=== TASK INPUT ===

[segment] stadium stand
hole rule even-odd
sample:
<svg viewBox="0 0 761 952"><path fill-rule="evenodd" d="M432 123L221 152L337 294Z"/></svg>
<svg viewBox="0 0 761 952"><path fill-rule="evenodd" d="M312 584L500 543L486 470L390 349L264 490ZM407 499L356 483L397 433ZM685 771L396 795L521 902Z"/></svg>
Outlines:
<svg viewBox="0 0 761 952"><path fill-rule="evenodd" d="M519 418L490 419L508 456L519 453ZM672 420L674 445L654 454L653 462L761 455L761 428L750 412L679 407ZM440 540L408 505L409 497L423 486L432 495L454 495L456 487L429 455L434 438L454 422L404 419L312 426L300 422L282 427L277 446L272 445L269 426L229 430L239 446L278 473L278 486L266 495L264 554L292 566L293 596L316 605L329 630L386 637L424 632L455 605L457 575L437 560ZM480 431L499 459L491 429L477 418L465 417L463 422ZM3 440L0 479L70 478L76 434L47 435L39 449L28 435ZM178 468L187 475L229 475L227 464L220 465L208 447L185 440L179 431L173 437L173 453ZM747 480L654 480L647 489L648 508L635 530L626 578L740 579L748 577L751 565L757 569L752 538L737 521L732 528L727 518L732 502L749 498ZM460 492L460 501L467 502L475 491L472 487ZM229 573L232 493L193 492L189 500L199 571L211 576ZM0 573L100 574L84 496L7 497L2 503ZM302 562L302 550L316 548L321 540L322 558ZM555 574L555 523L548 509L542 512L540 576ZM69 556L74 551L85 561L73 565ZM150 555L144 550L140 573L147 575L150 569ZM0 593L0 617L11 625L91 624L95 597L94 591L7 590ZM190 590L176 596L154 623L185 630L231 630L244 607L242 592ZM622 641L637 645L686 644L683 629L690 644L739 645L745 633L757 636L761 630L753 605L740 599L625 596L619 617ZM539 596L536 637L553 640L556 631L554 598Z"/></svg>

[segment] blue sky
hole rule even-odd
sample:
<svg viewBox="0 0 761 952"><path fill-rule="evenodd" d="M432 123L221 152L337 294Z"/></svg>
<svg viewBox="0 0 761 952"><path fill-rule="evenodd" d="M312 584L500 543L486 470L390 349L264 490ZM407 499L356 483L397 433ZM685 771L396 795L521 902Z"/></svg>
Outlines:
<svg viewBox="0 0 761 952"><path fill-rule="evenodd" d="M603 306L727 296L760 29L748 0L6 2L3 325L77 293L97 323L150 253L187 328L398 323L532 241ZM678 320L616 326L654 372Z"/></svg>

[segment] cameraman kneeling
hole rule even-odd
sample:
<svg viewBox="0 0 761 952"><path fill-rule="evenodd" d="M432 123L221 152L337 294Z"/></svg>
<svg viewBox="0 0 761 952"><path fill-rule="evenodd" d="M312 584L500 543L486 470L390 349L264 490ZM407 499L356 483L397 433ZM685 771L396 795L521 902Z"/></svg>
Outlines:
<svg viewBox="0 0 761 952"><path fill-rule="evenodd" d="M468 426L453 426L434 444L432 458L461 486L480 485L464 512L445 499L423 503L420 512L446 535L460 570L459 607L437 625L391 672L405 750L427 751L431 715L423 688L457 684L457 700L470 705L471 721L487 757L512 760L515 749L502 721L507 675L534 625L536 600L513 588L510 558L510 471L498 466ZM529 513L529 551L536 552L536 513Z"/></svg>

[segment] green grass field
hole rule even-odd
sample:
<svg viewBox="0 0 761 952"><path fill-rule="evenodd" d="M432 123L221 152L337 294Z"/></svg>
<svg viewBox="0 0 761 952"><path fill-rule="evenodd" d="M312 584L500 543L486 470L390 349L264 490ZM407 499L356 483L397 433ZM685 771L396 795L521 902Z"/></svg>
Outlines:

===

• THE REQUEST:
Take the records above and return them exactly as written.

• EXERCISE ANSWER:
[segment] stadium stand
hole rule even-odd
sample:
<svg viewBox="0 0 761 952"><path fill-rule="evenodd" d="M432 123L221 152L337 294Z"/></svg>
<svg viewBox="0 0 761 952"><path fill-rule="evenodd" d="M312 584L500 543L486 470L390 349L264 490ZM407 499L356 483L397 433ZM685 771L396 795L521 902Z"/></svg>
Outlines:
<svg viewBox="0 0 761 952"><path fill-rule="evenodd" d="M519 418L490 419L508 456L519 453ZM672 420L674 445L654 454L653 462L761 455L761 428L750 412L679 407ZM440 540L408 505L409 497L423 486L432 495L454 495L456 487L429 455L434 438L454 422L404 419L312 426L300 422L282 427L277 446L272 445L269 426L229 430L239 446L278 473L278 486L266 495L264 554L292 566L293 596L316 605L329 630L386 637L424 632L455 605L457 575L437 560ZM480 431L499 459L491 429L477 418L465 417L463 422ZM3 440L0 479L70 478L76 434L47 435L39 449L28 435ZM178 468L187 475L229 475L227 464L220 465L208 447L185 440L179 431L173 437L173 453ZM747 480L654 480L647 489L648 508L635 530L626 578L740 579L748 577L751 565L757 569L752 538L737 521L732 528L727 518L732 502L749 498ZM460 492L460 501L467 502L475 491L472 487ZM229 573L232 493L193 492L189 500L199 571L211 576ZM0 573L100 574L84 496L7 497L2 503ZM302 562L302 550L316 548L321 540L322 558ZM555 574L555 523L548 509L542 512L540 576ZM69 556L74 551L85 561L73 565ZM150 555L144 550L140 573L147 575L150 569ZM0 593L0 617L11 625L91 624L95 597L94 591L7 590ZM190 590L176 596L154 623L185 630L231 630L244 607L242 592ZM622 641L637 645L686 644L683 629L690 644L739 645L745 633L757 636L761 630L753 605L740 599L625 596L619 617ZM539 596L536 637L553 640L556 631L554 598Z"/></svg>

[segment] blue sky
hole rule even-odd
sample:
<svg viewBox="0 0 761 952"><path fill-rule="evenodd" d="M432 123L221 152L337 294Z"/></svg>
<svg viewBox="0 0 761 952"><path fill-rule="evenodd" d="M312 584L500 543L486 470L390 349L264 490ZM407 499L356 483L397 433ZM685 771L396 795L521 902Z"/></svg>
Outlines:
<svg viewBox="0 0 761 952"><path fill-rule="evenodd" d="M603 306L727 296L760 29L748 0L6 2L3 325L77 293L97 323L150 253L187 328L398 323L532 241ZM678 320L616 326L654 372Z"/></svg>

[segment] cameraman kneeling
hole rule even-odd
sample:
<svg viewBox="0 0 761 952"><path fill-rule="evenodd" d="M432 123L221 152L337 294Z"/></svg>
<svg viewBox="0 0 761 952"><path fill-rule="evenodd" d="M312 584L500 543L486 470L390 349L264 490ZM407 499L356 483L397 433ZM685 771L396 795L521 902Z"/></svg>
Outlines:
<svg viewBox="0 0 761 952"><path fill-rule="evenodd" d="M468 426L453 426L434 444L432 458L461 486L480 485L464 512L445 499L423 503L420 512L446 535L460 570L459 607L437 625L391 672L405 750L427 751L431 715L423 688L457 684L457 700L470 705L471 721L487 757L512 760L515 749L502 721L507 675L534 625L536 600L513 588L510 558L510 471L498 466ZM529 513L529 551L536 552L536 513Z"/></svg>

[segment] green grass field
hole rule even-odd
sample:
<svg viewBox="0 0 761 952"><path fill-rule="evenodd" d="M432 123L221 152L337 294Z"/></svg>
<svg viewBox="0 0 761 952"><path fill-rule="evenodd" d="M312 584L500 543L486 470L390 349L264 490ZM407 499L356 483L397 433ZM685 771L396 795L521 902Z"/></svg>
Outlines:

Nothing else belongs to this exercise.